> _EXERCISE AIM_
Arrange all of the items below as a two-column CSV with the headers "item_text" and "answer", one row per item. Put each item's text and its answer in their own quoted fields, and turn any line breaks into spaces.

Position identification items

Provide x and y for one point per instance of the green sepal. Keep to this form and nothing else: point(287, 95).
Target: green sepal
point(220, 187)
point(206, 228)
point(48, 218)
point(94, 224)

> _OUTPUT BELOW_
item_text,answer
"Provide x and y for one point per instance of the green sepal. Keep to this form and nothing else: point(287, 95). Target: green sepal","point(220, 187) point(206, 228) point(48, 218) point(94, 224)"